---- Passage to read
MASCOT-Android: A Curated Dataset and Automated Collection Pipeline for Android Malware Source Code Specimens
Pith reviewed 2026-06-27 04:11 UTC · model grok-4.3
The pith
Repository README documentation alone can identify Android malware source code repositories at 96.28% accuracy.
A machine-rendered reading of the paper's core claim, the machinery that carries it, and where it could break.
Core claim
Repository-level documentation alone provides a strong signal for malware source code collection. Our model extracts character-level TF-IDF features from 8,772 malware and 25,747 benign README documents and trains a LinearSVC classifier to distinguish malware repositories. This README-only model achieves an accuracy of 96.28% and an FPR of 1.06% in local evaluation. In addition, the model outputs confidence scores, allowing users to adjust the decision threshold to balance FPR and coverage, which is practical in real-world malware source code collection.
What carries the argument
The README-only classifier that uses character-level TF-IDF features from repository documentation and a LinearSVC model to flag malware repositories, with confidence scores for threshold tuning.
If this is right
- An automated pipeline can collect and maintain large-scale Android malware source code datasets from GitHub.
- Confidence scores let practitioners raise or lower the decision threshold to trade coverage against false positives.
- Source-code datasets built this way reflect attacker intent more directly than binary or decompiled artifacts.
- The same documentation-based approach can reduce the cost of curating malware specimens over time.
Where Pith is reading between the lines
- The method could be tested on repositories for other platforms such as Windows or Linux malware to check generality.
- Pairing the README classifier with static code analysis might add a second validation layer before inclusion in the dataset.
- Large source-code collections produced by the pipeline could serve as training data for improved malware detection models.
Load-bearing premise
The ground-truth labels assigned to the 8,772 malware and 25,747 benign repositories used for training and testing are accurate and free of selection bias.
What would settle it
Manual inspection of a random sample of repositories the model labels as malware that reveals a high rate of clearly benign projects would show the README signal is not reliable.
Figures
read the original abstract
Compared with binaries and decompiled code, malware source code more directly reflects the attackers' original intent. However, the scarcity of source code and the high cost of manual review make such datasets difficult to build and maintain. We propose MASCOT-Android, a curated dataset of Android malware source code and an automated collection framework for scalable malware source code discovery on GitHub. A key finding of our work is that repository-level documentation alone provides a strong signal for malware source code collection. Our model extracts character-level TF-IDF features from 8,772 malware and 25,747 benign README documents and trains a LinearSVC classifier to distinguish malware repositories. This README-only model achieves an accuracy of 96.28\% and an FPR of 1.06\% in local evaluation. In addition, the model outputs confidence scores, allowing users to adjust the decision threshold to balance FPR and coverage, which is practical in real-world malware source code collection.
Editorial analysis
A structured set of objections, weighed in public.
--------
• **Requests**
- A) Swap "static code analysis" for "dynamic behavior analysis" in the MASCOT-Android review, and write out the passage from "Where Pith is" up to and including "is not reliable.".
- B) In the MASCOT-Android review, what false positive rate does the README-only model reach in local evaluation?
The lines come from a different source than the MASCOT-Android review.
---- Supplied data
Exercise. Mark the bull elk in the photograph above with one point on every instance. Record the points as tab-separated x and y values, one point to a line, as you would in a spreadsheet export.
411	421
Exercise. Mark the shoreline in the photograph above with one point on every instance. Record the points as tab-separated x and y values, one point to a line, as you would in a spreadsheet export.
--------
• **Outputs**
- A)
Where Pith is reading between the lines
- The method could be tested on repositories for other platforms such as Windows or Linux malware to check generality.
- Pairing the README classifier with dynamic behavior analysis might add a second validation layer before inclusion in the dataset.
- Large source-code collections produced by the pipeline could serve as training data for improved malware detection models.
Load-bearing premise
The ground-truth labels assigned to the 8,772 malware and 25,747 benign repositories used for training and testing are accurate and free of selection bias.
What would settle it
Manual inspection of a random sample of repositories the model labels as malware that reveals a high rate of clearly benign projects would show the README signal is not reliable.

- B) 1.06%